Quoted text –
++++++++++
What Happened To Us And The American Dream?

Our young have been screwed. If only the knew how badly they have been ripped off. The fact is that what’s being ripped off isn’t just money, it’s dreams.  It’s the ability to have the life their parent have, homes, cars and families.  But bit by bit that dream has sort of gone away.  I suspect that it seems so far away for so many. Why dream for things, that more than likely you won’t be able to have.


This article is optimistic. Unfortunately I think that it depends on a reality that’s been nearly destroyed.  You can’t buy a house if you don’t make enough money to pay for it.  Job growth is at best anemic and hasn’t kept up with the needs of the kids for jobs.


If the current administration has any legacy, it will be that they cratered the middle class and it’s dreams.  I don’t think that those fools in Washington really care what the “fundamental transformation’s” consequences would be for the rest of us.  Bill Clinton, in this rather candid comment, gets it.


But, here’s the deal.

So why is it such a wacky election? Because, millions and millions and millions and millions of people look at that pretty picture of America he painted and they cannot find themselves in it to save their lives.

That explains everything. That explains a lot of intensity in our party, and what looks to the outside observer like a grade school playground fight in the other debates, in the other party.

People are upset, frankly, they’re anxiety-ridden, they’re disoriented, because they don’t seem themselves in that picture.



The big problem for the elites is that you can’t pay for their programs with money that doesn’t exist.  To use George Gilder’s terms you need high entropy money to pay for low entropy programs that don’t; return on the investment.  That high entropy money, the result of creativity and genius pays for all the goodies of the welfare state.

The problem is that if you bleed genius and creativity with high taxes, if you bind the geese that lay golden eggs  with regulations and overhead the geese atrophy and eventually die. Innovation and creativity does not happen in a vacuum.  The social environment needs to be the kind that fosters it.  That means things like overregulation, high taxes and arbitrary law enforcement work against the very things that the country needs to flourish.

This is especially true when growth has to come from the new technologies and ways of doing things that don’t yet exist.  This happens when the old ways of doing business just don’t produce the returns that they used to.  When you need the innovation that comes from 100,000 garages.  When it’s that time the worst thing you can do is tie those garages up in endless piles of red tape.  Yet that is exactly what the current administration has done.
++++++++++
Dataset records
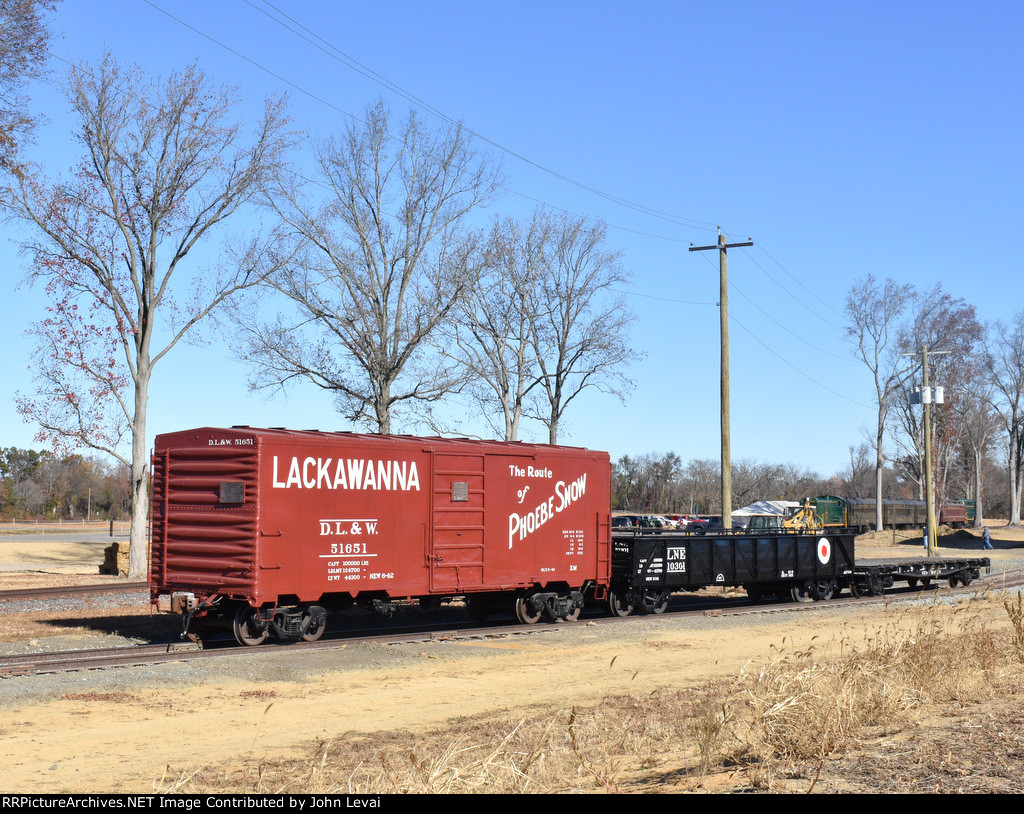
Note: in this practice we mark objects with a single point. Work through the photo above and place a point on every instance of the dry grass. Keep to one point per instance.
(814, 719)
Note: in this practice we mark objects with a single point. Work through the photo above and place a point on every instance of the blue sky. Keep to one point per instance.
(844, 139)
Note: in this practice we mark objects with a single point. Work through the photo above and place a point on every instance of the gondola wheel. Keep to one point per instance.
(655, 601)
(246, 628)
(824, 589)
(619, 604)
(803, 591)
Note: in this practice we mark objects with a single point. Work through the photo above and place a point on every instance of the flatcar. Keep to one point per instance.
(263, 531)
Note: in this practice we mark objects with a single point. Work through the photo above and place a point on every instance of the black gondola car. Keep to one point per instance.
(645, 569)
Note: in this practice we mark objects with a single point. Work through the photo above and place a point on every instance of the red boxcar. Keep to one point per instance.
(262, 530)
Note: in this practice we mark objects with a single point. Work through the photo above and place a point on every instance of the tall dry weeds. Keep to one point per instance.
(788, 716)
(1015, 610)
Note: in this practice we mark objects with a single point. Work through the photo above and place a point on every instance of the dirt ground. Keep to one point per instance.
(139, 730)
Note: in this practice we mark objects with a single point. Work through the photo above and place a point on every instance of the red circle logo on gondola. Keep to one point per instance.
(824, 551)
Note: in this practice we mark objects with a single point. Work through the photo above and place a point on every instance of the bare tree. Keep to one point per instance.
(1004, 360)
(24, 37)
(949, 329)
(379, 264)
(489, 334)
(162, 168)
(873, 311)
(580, 333)
(980, 423)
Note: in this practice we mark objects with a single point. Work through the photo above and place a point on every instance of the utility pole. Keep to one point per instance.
(929, 396)
(723, 282)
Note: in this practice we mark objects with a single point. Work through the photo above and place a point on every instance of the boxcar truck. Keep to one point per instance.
(264, 530)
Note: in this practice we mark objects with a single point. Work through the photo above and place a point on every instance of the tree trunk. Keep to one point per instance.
(138, 548)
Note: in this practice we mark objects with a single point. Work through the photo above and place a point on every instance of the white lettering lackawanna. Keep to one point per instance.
(346, 473)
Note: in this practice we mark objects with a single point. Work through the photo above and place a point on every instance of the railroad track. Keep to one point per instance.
(71, 590)
(103, 658)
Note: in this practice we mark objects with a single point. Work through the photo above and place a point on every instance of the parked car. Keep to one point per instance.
(628, 521)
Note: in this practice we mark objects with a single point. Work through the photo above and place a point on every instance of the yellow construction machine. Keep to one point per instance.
(804, 518)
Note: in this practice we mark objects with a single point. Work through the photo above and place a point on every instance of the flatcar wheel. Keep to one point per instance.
(245, 631)
(619, 604)
(803, 591)
(525, 612)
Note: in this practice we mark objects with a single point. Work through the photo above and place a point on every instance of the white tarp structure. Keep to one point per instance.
(766, 507)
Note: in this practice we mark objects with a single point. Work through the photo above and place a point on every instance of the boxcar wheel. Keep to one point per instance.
(525, 612)
(246, 633)
(314, 632)
(619, 604)
(478, 609)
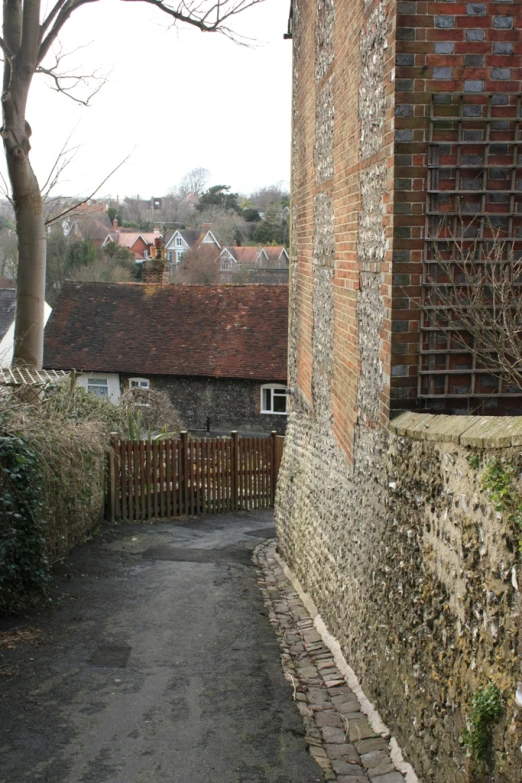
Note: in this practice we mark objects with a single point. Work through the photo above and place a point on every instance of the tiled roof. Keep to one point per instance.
(218, 331)
(190, 236)
(28, 376)
(245, 255)
(7, 307)
(273, 251)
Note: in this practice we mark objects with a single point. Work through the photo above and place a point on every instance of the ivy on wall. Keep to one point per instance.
(24, 566)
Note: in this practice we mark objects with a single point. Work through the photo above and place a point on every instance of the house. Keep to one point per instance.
(181, 241)
(140, 243)
(266, 265)
(278, 257)
(218, 351)
(7, 316)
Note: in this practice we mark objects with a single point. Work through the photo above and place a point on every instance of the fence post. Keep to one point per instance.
(274, 468)
(183, 489)
(233, 459)
(112, 476)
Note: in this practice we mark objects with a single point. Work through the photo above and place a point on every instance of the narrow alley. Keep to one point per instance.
(158, 665)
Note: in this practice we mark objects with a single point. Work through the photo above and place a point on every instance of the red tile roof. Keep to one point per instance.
(218, 331)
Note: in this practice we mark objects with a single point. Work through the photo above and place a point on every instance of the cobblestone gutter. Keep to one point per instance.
(344, 734)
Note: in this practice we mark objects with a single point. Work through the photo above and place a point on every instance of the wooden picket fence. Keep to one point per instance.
(171, 477)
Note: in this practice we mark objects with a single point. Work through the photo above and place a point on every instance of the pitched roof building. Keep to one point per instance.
(218, 351)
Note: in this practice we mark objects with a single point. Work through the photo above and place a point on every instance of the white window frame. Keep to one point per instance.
(95, 384)
(139, 383)
(280, 391)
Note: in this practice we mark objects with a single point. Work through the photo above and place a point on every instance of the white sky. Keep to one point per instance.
(176, 98)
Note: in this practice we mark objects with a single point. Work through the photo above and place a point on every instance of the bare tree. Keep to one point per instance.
(194, 182)
(27, 43)
(473, 300)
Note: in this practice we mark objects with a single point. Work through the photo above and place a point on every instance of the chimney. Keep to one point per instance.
(156, 271)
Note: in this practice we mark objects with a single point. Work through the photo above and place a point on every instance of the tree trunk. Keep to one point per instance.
(21, 33)
(30, 289)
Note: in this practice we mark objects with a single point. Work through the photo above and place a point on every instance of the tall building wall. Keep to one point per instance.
(367, 74)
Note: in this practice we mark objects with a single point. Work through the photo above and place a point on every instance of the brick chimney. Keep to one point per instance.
(156, 271)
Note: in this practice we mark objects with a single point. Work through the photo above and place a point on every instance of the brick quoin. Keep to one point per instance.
(439, 48)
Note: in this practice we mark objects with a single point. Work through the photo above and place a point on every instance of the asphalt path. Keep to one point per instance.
(158, 665)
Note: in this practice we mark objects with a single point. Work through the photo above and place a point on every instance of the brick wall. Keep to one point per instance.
(364, 75)
(442, 48)
(231, 404)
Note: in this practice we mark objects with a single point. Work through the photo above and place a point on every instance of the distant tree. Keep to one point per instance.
(270, 230)
(194, 182)
(80, 252)
(29, 45)
(276, 194)
(113, 213)
(251, 215)
(227, 226)
(219, 196)
(118, 254)
(82, 260)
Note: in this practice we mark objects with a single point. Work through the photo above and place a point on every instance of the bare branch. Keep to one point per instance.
(4, 47)
(474, 299)
(5, 190)
(64, 13)
(68, 82)
(78, 204)
(207, 15)
(52, 14)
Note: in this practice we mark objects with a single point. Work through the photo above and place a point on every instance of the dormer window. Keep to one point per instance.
(139, 383)
(273, 398)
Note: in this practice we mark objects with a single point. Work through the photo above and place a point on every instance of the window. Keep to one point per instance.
(139, 383)
(98, 386)
(273, 398)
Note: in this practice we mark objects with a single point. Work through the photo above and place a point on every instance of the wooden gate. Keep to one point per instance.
(168, 478)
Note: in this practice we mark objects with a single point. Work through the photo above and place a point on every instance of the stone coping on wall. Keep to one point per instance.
(477, 431)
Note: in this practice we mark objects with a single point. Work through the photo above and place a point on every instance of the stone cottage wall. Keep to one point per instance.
(417, 573)
(231, 404)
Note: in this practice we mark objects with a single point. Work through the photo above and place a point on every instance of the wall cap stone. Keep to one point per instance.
(478, 431)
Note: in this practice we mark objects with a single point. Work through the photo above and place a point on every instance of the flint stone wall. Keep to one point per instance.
(414, 571)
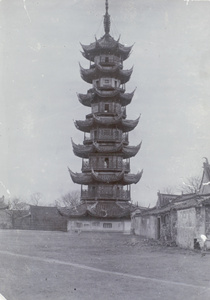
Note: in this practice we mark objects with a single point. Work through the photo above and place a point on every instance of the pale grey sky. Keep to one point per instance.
(40, 51)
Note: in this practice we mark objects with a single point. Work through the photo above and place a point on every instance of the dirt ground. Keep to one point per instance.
(91, 266)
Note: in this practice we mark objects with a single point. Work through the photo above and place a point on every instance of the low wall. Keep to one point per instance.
(99, 225)
(145, 226)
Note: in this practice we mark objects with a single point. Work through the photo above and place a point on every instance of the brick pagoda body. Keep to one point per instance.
(105, 177)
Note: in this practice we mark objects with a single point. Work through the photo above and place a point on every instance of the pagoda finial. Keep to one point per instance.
(107, 19)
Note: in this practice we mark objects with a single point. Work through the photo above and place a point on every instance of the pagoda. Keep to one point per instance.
(105, 176)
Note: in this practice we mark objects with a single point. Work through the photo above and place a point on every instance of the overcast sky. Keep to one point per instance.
(39, 55)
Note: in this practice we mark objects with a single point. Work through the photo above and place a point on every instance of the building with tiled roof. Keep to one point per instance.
(179, 219)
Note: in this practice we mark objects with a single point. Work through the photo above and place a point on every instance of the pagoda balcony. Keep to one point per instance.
(109, 93)
(86, 167)
(100, 195)
(99, 137)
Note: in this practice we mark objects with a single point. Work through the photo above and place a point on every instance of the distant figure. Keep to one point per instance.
(204, 240)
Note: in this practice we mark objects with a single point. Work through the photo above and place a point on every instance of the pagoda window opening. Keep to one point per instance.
(107, 225)
(106, 163)
(106, 107)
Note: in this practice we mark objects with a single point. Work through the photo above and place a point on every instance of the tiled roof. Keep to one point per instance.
(98, 210)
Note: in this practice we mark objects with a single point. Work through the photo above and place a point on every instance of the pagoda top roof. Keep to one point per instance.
(106, 44)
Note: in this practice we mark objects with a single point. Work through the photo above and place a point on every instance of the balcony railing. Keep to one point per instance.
(106, 136)
(100, 195)
(101, 166)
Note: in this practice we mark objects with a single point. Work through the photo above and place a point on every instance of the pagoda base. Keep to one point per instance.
(90, 224)
(99, 216)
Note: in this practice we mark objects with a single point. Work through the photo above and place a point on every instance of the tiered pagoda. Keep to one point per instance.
(105, 177)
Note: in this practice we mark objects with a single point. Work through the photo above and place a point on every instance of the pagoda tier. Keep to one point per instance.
(96, 71)
(105, 153)
(96, 177)
(105, 45)
(94, 95)
(124, 125)
(84, 151)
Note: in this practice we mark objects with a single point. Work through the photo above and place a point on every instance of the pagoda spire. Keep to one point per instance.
(107, 19)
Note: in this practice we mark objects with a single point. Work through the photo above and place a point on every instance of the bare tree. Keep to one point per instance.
(17, 204)
(191, 185)
(16, 209)
(168, 190)
(68, 200)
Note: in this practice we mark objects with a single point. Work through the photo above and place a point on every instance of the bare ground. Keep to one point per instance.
(90, 266)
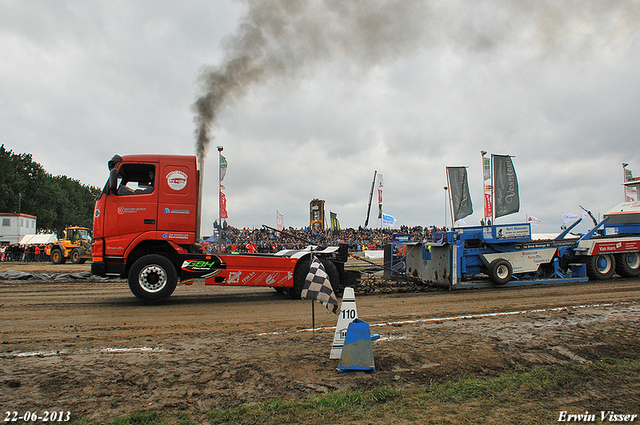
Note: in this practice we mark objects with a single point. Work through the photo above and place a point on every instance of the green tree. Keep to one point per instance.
(57, 201)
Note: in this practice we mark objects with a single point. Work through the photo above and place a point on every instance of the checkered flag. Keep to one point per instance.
(318, 287)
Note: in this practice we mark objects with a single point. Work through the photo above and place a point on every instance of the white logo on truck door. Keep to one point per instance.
(177, 180)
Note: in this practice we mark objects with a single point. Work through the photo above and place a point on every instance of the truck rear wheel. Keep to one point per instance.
(500, 271)
(153, 278)
(600, 267)
(628, 264)
(57, 257)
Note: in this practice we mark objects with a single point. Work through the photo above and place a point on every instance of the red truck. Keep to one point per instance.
(146, 229)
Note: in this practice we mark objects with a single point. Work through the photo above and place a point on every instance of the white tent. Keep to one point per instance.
(38, 239)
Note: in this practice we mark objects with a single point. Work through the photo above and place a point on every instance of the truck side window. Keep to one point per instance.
(136, 179)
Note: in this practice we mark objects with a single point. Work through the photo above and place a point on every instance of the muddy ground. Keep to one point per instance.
(89, 347)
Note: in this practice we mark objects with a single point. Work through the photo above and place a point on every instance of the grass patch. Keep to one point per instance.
(529, 396)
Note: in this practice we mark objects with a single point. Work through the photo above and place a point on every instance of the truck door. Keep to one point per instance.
(132, 210)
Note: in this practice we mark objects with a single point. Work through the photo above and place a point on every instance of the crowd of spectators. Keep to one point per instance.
(18, 252)
(264, 240)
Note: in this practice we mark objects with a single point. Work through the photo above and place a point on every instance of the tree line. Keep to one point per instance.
(57, 201)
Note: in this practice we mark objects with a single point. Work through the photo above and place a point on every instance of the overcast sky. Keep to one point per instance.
(330, 92)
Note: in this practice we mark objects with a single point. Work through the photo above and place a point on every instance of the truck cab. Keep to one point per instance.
(146, 230)
(148, 204)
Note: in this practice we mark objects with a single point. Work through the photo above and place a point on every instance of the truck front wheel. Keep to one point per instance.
(600, 267)
(152, 278)
(628, 264)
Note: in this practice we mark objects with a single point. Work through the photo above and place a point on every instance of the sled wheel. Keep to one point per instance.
(299, 276)
(500, 271)
(57, 257)
(75, 256)
(628, 264)
(153, 278)
(600, 267)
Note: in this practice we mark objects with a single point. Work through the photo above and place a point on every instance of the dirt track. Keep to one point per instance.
(92, 349)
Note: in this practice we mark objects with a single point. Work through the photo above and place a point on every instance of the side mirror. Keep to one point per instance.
(113, 179)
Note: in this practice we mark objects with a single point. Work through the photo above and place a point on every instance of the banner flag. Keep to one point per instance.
(223, 206)
(380, 185)
(505, 186)
(533, 220)
(630, 192)
(279, 220)
(460, 196)
(388, 221)
(223, 167)
(486, 177)
(335, 224)
(569, 218)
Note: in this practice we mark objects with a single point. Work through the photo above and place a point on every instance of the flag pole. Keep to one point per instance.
(220, 148)
(313, 305)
++++++++++
Required task 1 –
Answer these about the American Dream post:
(a) Whose terms does the writer borrow when discussing high entropy and low entropy money?
(b) Which person does the writer say "gets it"?
(c) According to the writer, innovation comes from how many garages?
Required task 2 –
Revise the part of the American Dream post that opens with the words containing "But, here’s the" and closes with "in that picture.", writing it out with "picture" changed to "portrait".
Required task 3 –
Please extend the American Dream post, picking up after its final sentence.
These records have nothing to do with the American Dream post.

Right answer 1 –
(a) George Gilder's
(b) Bill Clinton
(c) 100,000

Right answer 2 –
But, here’s the deal.

So why is it such a wacky election? Because, millions and millions and millions and millions of people look at that pretty portrait of America he painted and they cannot find themselves in it to save their lives.

That explains everything. That explains a lot of intensity in our party, and what looks to the outside observer like a grade school playground fight in the other debates, in the other party.

People are upset, frankly, they’re anxiety-ridden, they’re disoriented, because they don’t seem themselves in that portrait.

Right answer 3 –
Seemingly that’s what the Democrats want to continue to do. Apparently as long as the rents and robberies continue and the status quo is maintained, they are fine with low growth.  There are, of course huge problems with that.  I’m not sure that Hillary understands the world that she might be dropping her granddaughter into.


“Amid all the accusations that Hillary Clinton is not an honest or authentic politician, that she’s an endless shape-shifter who says whatever works to get her to the next primary, it’s important not to lose sight of the one truth she’s been telling, and will continue to tell, the voters: things will not get better. Ever. At first, I thought this was just an electoral ploy against Sanders: don’t listen to the guy promising the moon. No such thing as a free lunch and all that. But it goes deeper. The American ruling class has been trying to figure out for years, if not decades, how to manage decline, how to get Americans to get used to diminished expectations, how to adapt to the notion that life for the next generation will be worse than for the previous generation, and now, how to accept (as Alex Gourevitch reminded me tonight) low to zero growth rates as the new economic normal. Clinton’s campaign message isn’t just for Bernie voters; it’s for everyone. Expect little, deserve less, ask for nothing. When the leading candidate of the more left of the two parties is saying that – and getting the majority of its voters to embrace that message – the work of the American ruling class is done.”

In Germany after WWI, austerity imposed by outsiders created the conditions for fascism to grow. We knew this. We were even taught this in school. And we certainly know just how good that is for women and minorities.

But in America (and Britain), that austerity is being imposed by our own leaders, and most effectively by leaders of the Democratic Party (and Labour Party) — the supposed “left” party, the party that was understood to support working people.

Clinton, like all of the DLC, talks like this “new economy” of decline is something that just happened, like it’s a natural force. They do not admit that it was a political decision to break the power of ordinary working people and put it back into the hands of the aristocracy. They pat us on the head and tell us they will try not to make it as bad as the Republicans will, but it will happen and there is nothing to be done about it.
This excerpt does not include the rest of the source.